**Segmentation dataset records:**
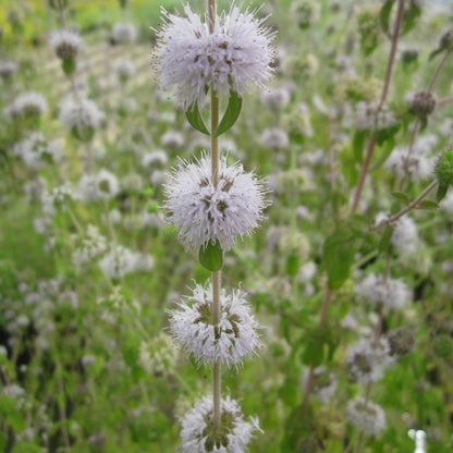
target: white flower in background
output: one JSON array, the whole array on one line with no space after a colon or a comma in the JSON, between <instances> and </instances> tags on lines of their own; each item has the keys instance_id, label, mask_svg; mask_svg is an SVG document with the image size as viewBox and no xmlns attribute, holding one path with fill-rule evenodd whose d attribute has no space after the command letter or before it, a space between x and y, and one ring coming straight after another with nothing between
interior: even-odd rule
<instances>
[{"instance_id":1,"label":"white flower in background","mask_svg":"<svg viewBox=\"0 0 453 453\"><path fill-rule=\"evenodd\" d=\"M220 321L213 325L212 286L197 284L193 294L177 304L179 309L169 310L170 332L199 365L219 360L237 367L261 346L259 326L241 291L226 294L222 289L220 305Z\"/></svg>"},{"instance_id":2,"label":"white flower in background","mask_svg":"<svg viewBox=\"0 0 453 453\"><path fill-rule=\"evenodd\" d=\"M41 94L27 91L17 96L4 111L11 117L41 117L47 110L47 100Z\"/></svg>"},{"instance_id":3,"label":"white flower in background","mask_svg":"<svg viewBox=\"0 0 453 453\"><path fill-rule=\"evenodd\" d=\"M114 246L99 261L103 273L110 279L122 279L135 270L136 255L122 245Z\"/></svg>"},{"instance_id":4,"label":"white flower in background","mask_svg":"<svg viewBox=\"0 0 453 453\"><path fill-rule=\"evenodd\" d=\"M70 97L60 109L60 121L66 127L75 127L79 135L84 135L87 128L99 128L103 120L105 114L98 106L84 97Z\"/></svg>"},{"instance_id":5,"label":"white flower in background","mask_svg":"<svg viewBox=\"0 0 453 453\"><path fill-rule=\"evenodd\" d=\"M148 375L166 376L176 366L177 351L171 338L163 332L150 341L143 341L138 353L138 363Z\"/></svg>"},{"instance_id":6,"label":"white flower in background","mask_svg":"<svg viewBox=\"0 0 453 453\"><path fill-rule=\"evenodd\" d=\"M378 436L387 428L382 407L359 396L348 401L346 416L351 425L368 436Z\"/></svg>"},{"instance_id":7,"label":"white flower in background","mask_svg":"<svg viewBox=\"0 0 453 453\"><path fill-rule=\"evenodd\" d=\"M256 431L261 431L257 417L244 420L241 407L230 396L221 400L221 429L215 432L212 396L207 395L182 419L182 453L244 453Z\"/></svg>"},{"instance_id":8,"label":"white flower in background","mask_svg":"<svg viewBox=\"0 0 453 453\"><path fill-rule=\"evenodd\" d=\"M47 140L40 132L33 132L23 142L15 144L13 152L33 170L41 170L49 164L60 163L63 157L61 144L57 140Z\"/></svg>"},{"instance_id":9,"label":"white flower in background","mask_svg":"<svg viewBox=\"0 0 453 453\"><path fill-rule=\"evenodd\" d=\"M392 358L387 339L363 339L347 351L347 366L356 382L368 384L381 380L390 365Z\"/></svg>"},{"instance_id":10,"label":"white flower in background","mask_svg":"<svg viewBox=\"0 0 453 453\"><path fill-rule=\"evenodd\" d=\"M114 71L120 79L125 82L135 75L135 64L132 60L120 60L115 64Z\"/></svg>"},{"instance_id":11,"label":"white flower in background","mask_svg":"<svg viewBox=\"0 0 453 453\"><path fill-rule=\"evenodd\" d=\"M376 224L384 222L389 217L381 212L376 216ZM393 223L393 235L391 244L401 252L403 255L411 256L417 250L419 245L419 237L417 231L417 224L414 219L408 216L401 217Z\"/></svg>"},{"instance_id":12,"label":"white flower in background","mask_svg":"<svg viewBox=\"0 0 453 453\"><path fill-rule=\"evenodd\" d=\"M56 51L58 58L62 60L74 59L81 50L82 38L76 32L61 29L51 33L49 45Z\"/></svg>"},{"instance_id":13,"label":"white flower in background","mask_svg":"<svg viewBox=\"0 0 453 453\"><path fill-rule=\"evenodd\" d=\"M157 149L152 152L146 152L142 157L142 167L146 170L154 169L155 167L166 167L169 163L169 157L166 151Z\"/></svg>"},{"instance_id":14,"label":"white flower in background","mask_svg":"<svg viewBox=\"0 0 453 453\"><path fill-rule=\"evenodd\" d=\"M188 110L205 103L206 88L242 96L250 84L262 87L270 78L274 37L256 19L233 5L216 19L213 33L207 22L184 8L187 17L163 12L163 29L158 33L158 65L163 89L176 87L179 105Z\"/></svg>"},{"instance_id":15,"label":"white flower in background","mask_svg":"<svg viewBox=\"0 0 453 453\"><path fill-rule=\"evenodd\" d=\"M170 179L164 186L167 218L180 229L177 237L186 248L218 242L226 252L237 236L252 234L264 218L264 182L238 162L229 167L226 156L220 158L217 187L206 155L194 163L180 160Z\"/></svg>"},{"instance_id":16,"label":"white flower in background","mask_svg":"<svg viewBox=\"0 0 453 453\"><path fill-rule=\"evenodd\" d=\"M308 28L319 21L321 5L316 0L294 0L291 3L291 19L301 27Z\"/></svg>"},{"instance_id":17,"label":"white flower in background","mask_svg":"<svg viewBox=\"0 0 453 453\"><path fill-rule=\"evenodd\" d=\"M310 369L304 367L302 374L302 389L305 392L308 383ZM339 385L338 379L333 372L330 372L325 366L314 369L314 394L323 403L327 404L336 392Z\"/></svg>"},{"instance_id":18,"label":"white flower in background","mask_svg":"<svg viewBox=\"0 0 453 453\"><path fill-rule=\"evenodd\" d=\"M184 137L177 131L168 131L161 137L160 142L168 148L181 148L184 146Z\"/></svg>"},{"instance_id":19,"label":"white flower in background","mask_svg":"<svg viewBox=\"0 0 453 453\"><path fill-rule=\"evenodd\" d=\"M290 102L290 91L286 88L274 88L261 94L261 103L268 109L281 110Z\"/></svg>"},{"instance_id":20,"label":"white flower in background","mask_svg":"<svg viewBox=\"0 0 453 453\"><path fill-rule=\"evenodd\" d=\"M384 167L392 173L403 177L406 173L413 181L426 180L433 175L434 159L429 154L438 143L434 135L425 135L420 137L413 146L409 158L406 162L407 146L397 146L385 160Z\"/></svg>"},{"instance_id":21,"label":"white flower in background","mask_svg":"<svg viewBox=\"0 0 453 453\"><path fill-rule=\"evenodd\" d=\"M262 131L259 140L267 148L285 149L290 146L287 133L278 127L269 127Z\"/></svg>"},{"instance_id":22,"label":"white flower in background","mask_svg":"<svg viewBox=\"0 0 453 453\"><path fill-rule=\"evenodd\" d=\"M82 245L72 254L72 262L76 268L91 262L95 258L107 250L107 238L99 233L95 225L88 225L86 237L82 240Z\"/></svg>"},{"instance_id":23,"label":"white flower in background","mask_svg":"<svg viewBox=\"0 0 453 453\"><path fill-rule=\"evenodd\" d=\"M402 279L378 277L372 272L356 285L356 292L368 304L382 304L394 310L412 299L411 289Z\"/></svg>"},{"instance_id":24,"label":"white flower in background","mask_svg":"<svg viewBox=\"0 0 453 453\"><path fill-rule=\"evenodd\" d=\"M84 174L78 181L78 196L85 203L111 199L119 191L117 176L106 169L99 170L97 174Z\"/></svg>"},{"instance_id":25,"label":"white flower in background","mask_svg":"<svg viewBox=\"0 0 453 453\"><path fill-rule=\"evenodd\" d=\"M112 38L115 42L126 44L135 41L137 29L134 24L114 24L112 27Z\"/></svg>"},{"instance_id":26,"label":"white flower in background","mask_svg":"<svg viewBox=\"0 0 453 453\"><path fill-rule=\"evenodd\" d=\"M3 79L11 78L17 70L14 61L0 61L0 77Z\"/></svg>"}]
</instances>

**Stated task:**
Set down the lines of the records above exactly, apart from the pictures.

**In response:**
target: white flower in background
output: one JSON array, the whole array on one line with no space after a colon or a comma in the JSON, between <instances> and </instances> tags on lines of their own; each item has the keys instance_id, label, mask_svg; mask_svg is an SVG document with the image size as viewBox and no xmlns attribute, holding one path with fill-rule evenodd whose d attribute has no space after the command letter or before it, a space between x and y, and one ring coming straight after another with nothing between
interior: even-odd rule
<instances>
[{"instance_id":1,"label":"white flower in background","mask_svg":"<svg viewBox=\"0 0 453 453\"><path fill-rule=\"evenodd\" d=\"M220 321L213 325L212 286L197 284L193 294L177 304L179 309L169 310L170 332L199 365L219 360L237 367L261 346L259 326L241 291L226 294L222 289L220 305Z\"/></svg>"},{"instance_id":2,"label":"white flower in background","mask_svg":"<svg viewBox=\"0 0 453 453\"><path fill-rule=\"evenodd\" d=\"M41 94L27 91L17 96L4 111L11 117L41 117L47 110L47 100Z\"/></svg>"},{"instance_id":3,"label":"white flower in background","mask_svg":"<svg viewBox=\"0 0 453 453\"><path fill-rule=\"evenodd\" d=\"M114 246L99 261L103 273L110 279L122 279L135 270L136 255L122 245Z\"/></svg>"},{"instance_id":4,"label":"white flower in background","mask_svg":"<svg viewBox=\"0 0 453 453\"><path fill-rule=\"evenodd\" d=\"M70 97L60 109L60 121L66 127L75 127L79 135L84 135L87 128L99 128L103 120L105 114L98 106L84 97Z\"/></svg>"},{"instance_id":5,"label":"white flower in background","mask_svg":"<svg viewBox=\"0 0 453 453\"><path fill-rule=\"evenodd\" d=\"M148 375L166 376L176 366L177 351L171 338L163 332L150 341L143 341L138 353L138 363Z\"/></svg>"},{"instance_id":6,"label":"white flower in background","mask_svg":"<svg viewBox=\"0 0 453 453\"><path fill-rule=\"evenodd\" d=\"M378 436L387 428L382 407L359 396L348 401L346 416L351 425L368 436Z\"/></svg>"},{"instance_id":7,"label":"white flower in background","mask_svg":"<svg viewBox=\"0 0 453 453\"><path fill-rule=\"evenodd\" d=\"M256 431L261 431L257 417L244 420L241 407L230 396L221 400L221 429L215 432L212 396L207 395L182 419L182 453L244 453Z\"/></svg>"},{"instance_id":8,"label":"white flower in background","mask_svg":"<svg viewBox=\"0 0 453 453\"><path fill-rule=\"evenodd\" d=\"M47 140L40 132L33 132L23 142L15 144L13 152L33 170L41 170L49 164L60 163L63 157L61 144L57 140Z\"/></svg>"},{"instance_id":9,"label":"white flower in background","mask_svg":"<svg viewBox=\"0 0 453 453\"><path fill-rule=\"evenodd\" d=\"M392 358L387 339L363 339L347 351L347 366L356 382L368 384L381 380L390 365Z\"/></svg>"},{"instance_id":10,"label":"white flower in background","mask_svg":"<svg viewBox=\"0 0 453 453\"><path fill-rule=\"evenodd\" d=\"M114 71L120 79L125 82L135 75L135 64L132 60L120 60L115 64Z\"/></svg>"},{"instance_id":11,"label":"white flower in background","mask_svg":"<svg viewBox=\"0 0 453 453\"><path fill-rule=\"evenodd\" d=\"M376 224L384 222L389 217L381 212L376 216ZM393 223L393 235L391 244L401 252L403 255L411 256L417 250L419 245L419 237L417 231L417 224L414 219L408 216L401 217Z\"/></svg>"},{"instance_id":12,"label":"white flower in background","mask_svg":"<svg viewBox=\"0 0 453 453\"><path fill-rule=\"evenodd\" d=\"M56 51L58 58L62 60L74 59L81 50L82 38L76 32L61 29L51 33L49 45Z\"/></svg>"},{"instance_id":13,"label":"white flower in background","mask_svg":"<svg viewBox=\"0 0 453 453\"><path fill-rule=\"evenodd\" d=\"M157 149L152 152L146 152L142 157L142 167L146 170L154 169L155 167L166 167L169 163L169 157L166 151Z\"/></svg>"},{"instance_id":14,"label":"white flower in background","mask_svg":"<svg viewBox=\"0 0 453 453\"><path fill-rule=\"evenodd\" d=\"M188 110L205 103L206 88L242 96L250 84L262 87L270 78L274 37L256 19L233 5L216 19L213 33L207 22L184 8L187 17L163 12L163 29L158 33L158 65L163 89L176 87L179 105Z\"/></svg>"},{"instance_id":15,"label":"white flower in background","mask_svg":"<svg viewBox=\"0 0 453 453\"><path fill-rule=\"evenodd\" d=\"M170 179L164 186L167 218L180 229L177 237L186 248L218 242L226 252L237 236L252 234L264 218L264 182L238 162L229 167L226 156L220 158L217 187L206 155L194 163L180 160Z\"/></svg>"},{"instance_id":16,"label":"white flower in background","mask_svg":"<svg viewBox=\"0 0 453 453\"><path fill-rule=\"evenodd\" d=\"M308 28L319 21L321 5L316 0L294 0L291 3L291 19L301 27Z\"/></svg>"},{"instance_id":17,"label":"white flower in background","mask_svg":"<svg viewBox=\"0 0 453 453\"><path fill-rule=\"evenodd\" d=\"M310 369L304 367L302 374L302 389L305 392L308 383ZM339 385L338 379L333 372L330 372L325 366L314 369L314 394L323 403L327 404L336 392Z\"/></svg>"},{"instance_id":18,"label":"white flower in background","mask_svg":"<svg viewBox=\"0 0 453 453\"><path fill-rule=\"evenodd\" d=\"M184 137L177 131L168 131L161 137L160 142L168 148L181 148L184 146Z\"/></svg>"},{"instance_id":19,"label":"white flower in background","mask_svg":"<svg viewBox=\"0 0 453 453\"><path fill-rule=\"evenodd\" d=\"M290 102L290 91L286 88L274 88L261 94L261 103L268 109L281 110Z\"/></svg>"},{"instance_id":20,"label":"white flower in background","mask_svg":"<svg viewBox=\"0 0 453 453\"><path fill-rule=\"evenodd\" d=\"M384 167L392 173L403 177L406 173L413 181L426 180L433 175L434 159L429 154L438 143L434 135L425 135L420 137L413 146L409 158L406 162L407 146L397 146L385 160Z\"/></svg>"},{"instance_id":21,"label":"white flower in background","mask_svg":"<svg viewBox=\"0 0 453 453\"><path fill-rule=\"evenodd\" d=\"M262 131L259 140L267 148L285 149L290 146L287 133L278 127L269 127Z\"/></svg>"},{"instance_id":22,"label":"white flower in background","mask_svg":"<svg viewBox=\"0 0 453 453\"><path fill-rule=\"evenodd\" d=\"M82 245L72 254L72 262L76 268L91 262L95 258L107 250L107 238L99 233L95 225L88 225L86 237L82 240Z\"/></svg>"},{"instance_id":23,"label":"white flower in background","mask_svg":"<svg viewBox=\"0 0 453 453\"><path fill-rule=\"evenodd\" d=\"M402 279L378 277L372 272L356 285L356 292L368 304L382 304L394 310L412 299L411 289Z\"/></svg>"},{"instance_id":24,"label":"white flower in background","mask_svg":"<svg viewBox=\"0 0 453 453\"><path fill-rule=\"evenodd\" d=\"M84 174L78 181L78 196L85 203L111 199L119 191L117 176L106 169L99 170L97 174Z\"/></svg>"},{"instance_id":25,"label":"white flower in background","mask_svg":"<svg viewBox=\"0 0 453 453\"><path fill-rule=\"evenodd\" d=\"M112 38L115 42L126 44L135 41L137 29L134 24L114 24L112 27Z\"/></svg>"},{"instance_id":26,"label":"white flower in background","mask_svg":"<svg viewBox=\"0 0 453 453\"><path fill-rule=\"evenodd\" d=\"M3 79L11 78L17 70L14 61L0 61L0 77Z\"/></svg>"}]
</instances>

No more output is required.